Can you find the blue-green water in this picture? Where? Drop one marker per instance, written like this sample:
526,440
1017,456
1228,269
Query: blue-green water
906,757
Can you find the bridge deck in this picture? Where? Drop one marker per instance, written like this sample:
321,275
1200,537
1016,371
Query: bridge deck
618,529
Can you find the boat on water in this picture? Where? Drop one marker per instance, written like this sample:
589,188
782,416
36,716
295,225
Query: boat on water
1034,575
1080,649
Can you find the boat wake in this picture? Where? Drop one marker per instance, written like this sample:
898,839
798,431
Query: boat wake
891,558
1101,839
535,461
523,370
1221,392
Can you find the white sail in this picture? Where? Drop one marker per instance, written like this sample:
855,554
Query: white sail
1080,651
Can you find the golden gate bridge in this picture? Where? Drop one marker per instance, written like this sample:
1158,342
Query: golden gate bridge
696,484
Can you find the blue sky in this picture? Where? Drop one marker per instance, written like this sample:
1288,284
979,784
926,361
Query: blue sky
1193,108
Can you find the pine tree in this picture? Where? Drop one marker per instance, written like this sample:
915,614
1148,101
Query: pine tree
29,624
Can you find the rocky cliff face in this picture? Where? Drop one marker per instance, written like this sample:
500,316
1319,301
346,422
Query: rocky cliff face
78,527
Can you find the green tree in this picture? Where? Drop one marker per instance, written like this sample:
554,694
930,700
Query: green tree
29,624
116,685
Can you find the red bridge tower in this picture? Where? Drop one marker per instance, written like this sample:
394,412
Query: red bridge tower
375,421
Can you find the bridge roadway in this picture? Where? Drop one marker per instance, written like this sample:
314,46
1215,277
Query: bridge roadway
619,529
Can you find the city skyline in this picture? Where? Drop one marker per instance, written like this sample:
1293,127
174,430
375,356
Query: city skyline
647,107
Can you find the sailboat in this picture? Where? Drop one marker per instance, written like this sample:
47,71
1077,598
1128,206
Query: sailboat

+++++

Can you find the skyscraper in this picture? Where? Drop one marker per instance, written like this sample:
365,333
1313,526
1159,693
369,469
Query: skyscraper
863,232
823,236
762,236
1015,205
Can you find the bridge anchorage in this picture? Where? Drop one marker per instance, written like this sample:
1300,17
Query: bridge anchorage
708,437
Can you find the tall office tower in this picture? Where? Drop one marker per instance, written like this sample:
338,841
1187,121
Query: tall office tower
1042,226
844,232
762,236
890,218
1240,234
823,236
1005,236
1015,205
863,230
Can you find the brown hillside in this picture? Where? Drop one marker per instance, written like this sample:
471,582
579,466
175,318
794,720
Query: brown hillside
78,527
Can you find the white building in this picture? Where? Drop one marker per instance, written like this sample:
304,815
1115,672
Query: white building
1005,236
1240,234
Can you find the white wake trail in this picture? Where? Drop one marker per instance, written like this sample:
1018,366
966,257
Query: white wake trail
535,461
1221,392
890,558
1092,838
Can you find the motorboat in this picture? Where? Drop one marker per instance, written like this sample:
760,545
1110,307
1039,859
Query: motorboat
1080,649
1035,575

+++++

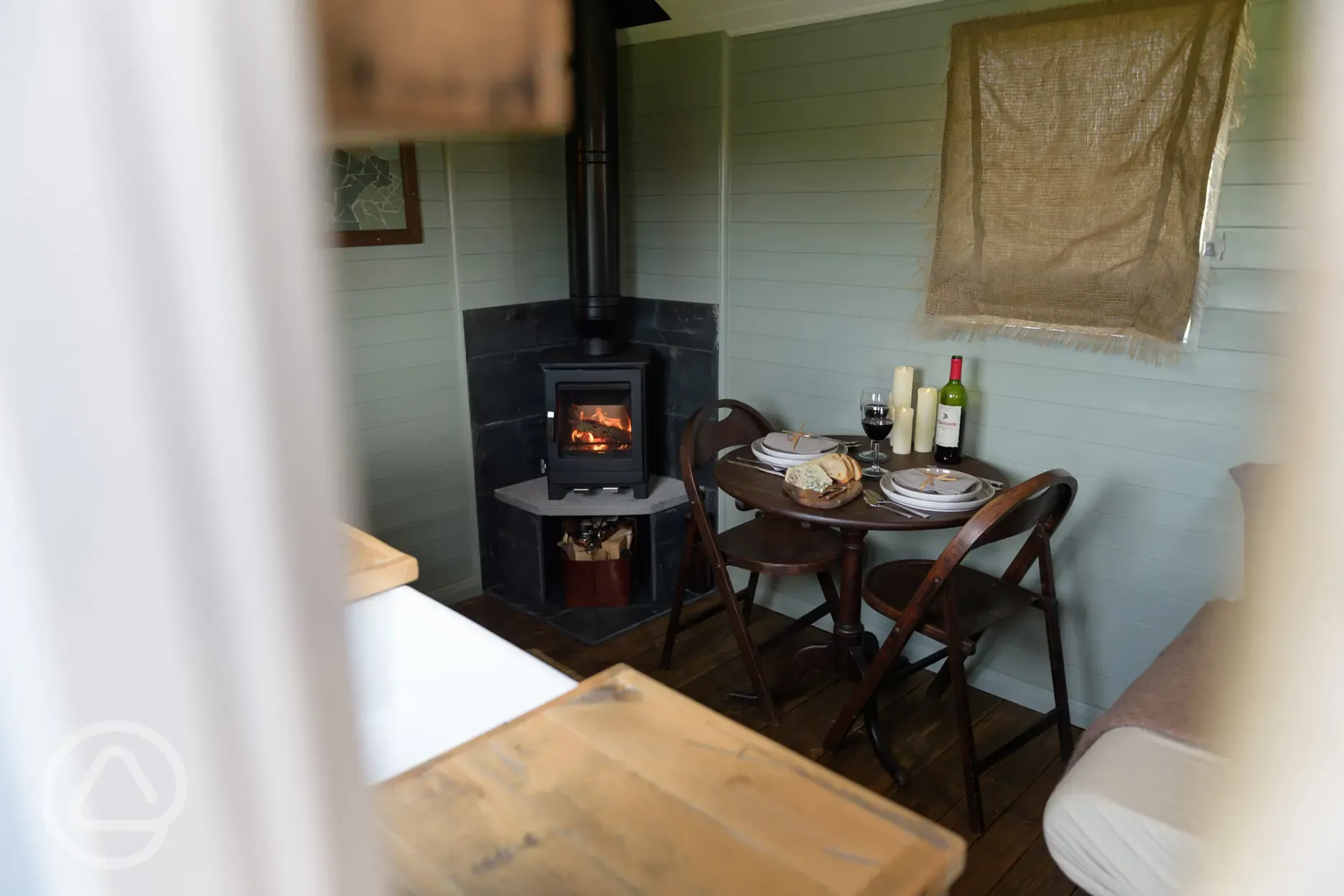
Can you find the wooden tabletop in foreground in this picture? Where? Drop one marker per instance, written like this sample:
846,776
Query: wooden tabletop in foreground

+++++

Return every line from the three blocks above that contains the string "green", keeping to matches in the same case.

Can you find the blue-green water in this picture? Where? Drop one marker per instance, written like this sample:
Query: blue-green water
Can you find the green tree in this picture? Where? Drop one marker per instance, written like this sample:
Query: green tree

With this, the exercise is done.